→ **TEXT FOR ANALYSIS**
>>>>

Medicine Chest

Medicine Chest

NELSON’S MEDICINE CHEST

by Pauline E. A. Wood

My husband, Keith, and I greatly enjoyed the meeting of the Nelson Society in Norwich in October 1998. As an anaesthetist I was fascinated to find a bottle labelled ‘ether’ in the medicine chest we were so privileged to be shown in the church at Burnham Thorpe. The typewritten list of the contents clearly stated that ‘ether’ was used for “anaesthetic – in surgery”. Having upset some members by announcing that the anaesthetic properties of ether were not successfully demonstrated until 1846 I vowed to find out the real use of ether in Nelson’s time.

History of ether:

1540: Valerious Cordus synthesised ‘sweet oil of vitriol’. Paracelsus noted that it caused drowsiness when he gave it to chickens who fell asleep.

1730: The German Frobenius named it ‘Oil of ether’.

<<<<

→ **GIVEN ENTRIES**
>>>>

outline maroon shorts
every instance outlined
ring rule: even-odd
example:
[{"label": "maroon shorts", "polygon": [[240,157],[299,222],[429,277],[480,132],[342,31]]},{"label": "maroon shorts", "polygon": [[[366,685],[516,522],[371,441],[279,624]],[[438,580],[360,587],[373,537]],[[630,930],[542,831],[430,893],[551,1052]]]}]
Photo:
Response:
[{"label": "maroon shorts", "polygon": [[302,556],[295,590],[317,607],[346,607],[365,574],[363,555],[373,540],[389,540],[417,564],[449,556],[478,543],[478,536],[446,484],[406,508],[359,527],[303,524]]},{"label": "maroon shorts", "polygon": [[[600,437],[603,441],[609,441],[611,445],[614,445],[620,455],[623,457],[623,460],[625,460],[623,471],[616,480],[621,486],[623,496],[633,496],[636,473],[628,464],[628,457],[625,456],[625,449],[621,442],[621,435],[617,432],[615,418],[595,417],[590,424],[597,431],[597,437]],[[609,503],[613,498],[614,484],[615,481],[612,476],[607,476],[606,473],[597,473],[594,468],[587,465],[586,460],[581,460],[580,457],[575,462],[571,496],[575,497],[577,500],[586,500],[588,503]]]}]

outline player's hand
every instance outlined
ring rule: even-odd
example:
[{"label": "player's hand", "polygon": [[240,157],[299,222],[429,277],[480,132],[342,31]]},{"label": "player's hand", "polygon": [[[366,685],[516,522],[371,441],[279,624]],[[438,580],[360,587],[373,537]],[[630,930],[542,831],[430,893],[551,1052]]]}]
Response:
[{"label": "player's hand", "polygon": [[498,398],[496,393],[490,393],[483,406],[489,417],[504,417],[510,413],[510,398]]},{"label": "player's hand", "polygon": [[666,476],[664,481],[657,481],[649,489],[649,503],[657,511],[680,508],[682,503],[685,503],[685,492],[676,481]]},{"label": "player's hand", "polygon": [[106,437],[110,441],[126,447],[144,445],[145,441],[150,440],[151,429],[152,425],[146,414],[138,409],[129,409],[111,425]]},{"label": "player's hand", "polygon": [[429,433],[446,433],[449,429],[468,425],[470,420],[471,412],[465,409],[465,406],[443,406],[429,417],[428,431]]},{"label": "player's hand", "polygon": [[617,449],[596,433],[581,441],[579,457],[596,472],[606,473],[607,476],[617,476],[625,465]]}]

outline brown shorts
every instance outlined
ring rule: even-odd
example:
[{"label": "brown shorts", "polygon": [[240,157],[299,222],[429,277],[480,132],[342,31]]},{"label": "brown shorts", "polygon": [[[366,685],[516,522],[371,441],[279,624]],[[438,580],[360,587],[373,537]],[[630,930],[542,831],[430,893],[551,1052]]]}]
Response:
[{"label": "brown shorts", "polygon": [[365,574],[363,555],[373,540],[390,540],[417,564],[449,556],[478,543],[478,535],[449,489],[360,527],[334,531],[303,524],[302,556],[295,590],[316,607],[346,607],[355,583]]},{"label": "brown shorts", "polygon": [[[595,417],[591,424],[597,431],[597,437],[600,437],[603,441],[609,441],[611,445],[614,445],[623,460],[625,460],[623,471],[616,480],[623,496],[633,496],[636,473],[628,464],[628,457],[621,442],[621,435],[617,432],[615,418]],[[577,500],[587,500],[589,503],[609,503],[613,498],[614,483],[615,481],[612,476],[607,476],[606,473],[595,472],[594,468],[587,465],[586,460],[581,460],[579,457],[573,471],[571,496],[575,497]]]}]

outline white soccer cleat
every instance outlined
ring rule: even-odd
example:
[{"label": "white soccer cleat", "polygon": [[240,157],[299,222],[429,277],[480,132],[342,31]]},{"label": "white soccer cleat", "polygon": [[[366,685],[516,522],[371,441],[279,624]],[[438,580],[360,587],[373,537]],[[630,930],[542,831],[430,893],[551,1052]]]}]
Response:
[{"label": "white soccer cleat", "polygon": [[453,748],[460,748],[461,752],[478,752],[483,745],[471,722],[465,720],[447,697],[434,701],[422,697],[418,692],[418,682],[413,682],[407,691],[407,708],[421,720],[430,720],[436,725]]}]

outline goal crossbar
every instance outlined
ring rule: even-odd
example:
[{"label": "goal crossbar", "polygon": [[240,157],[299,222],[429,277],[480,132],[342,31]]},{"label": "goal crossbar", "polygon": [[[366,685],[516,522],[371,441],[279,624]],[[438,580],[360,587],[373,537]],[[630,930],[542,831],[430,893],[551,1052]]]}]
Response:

<<<<

In the piece on Nelson's medicine chest, what effect did Paracelsus notice when he gave the substance to chickens? The material after the piece on Nelson's medicine chest is separate from it.

→ **EXPECTED OUTPUT**
It caused drowsiness, and the chickens fell asleep.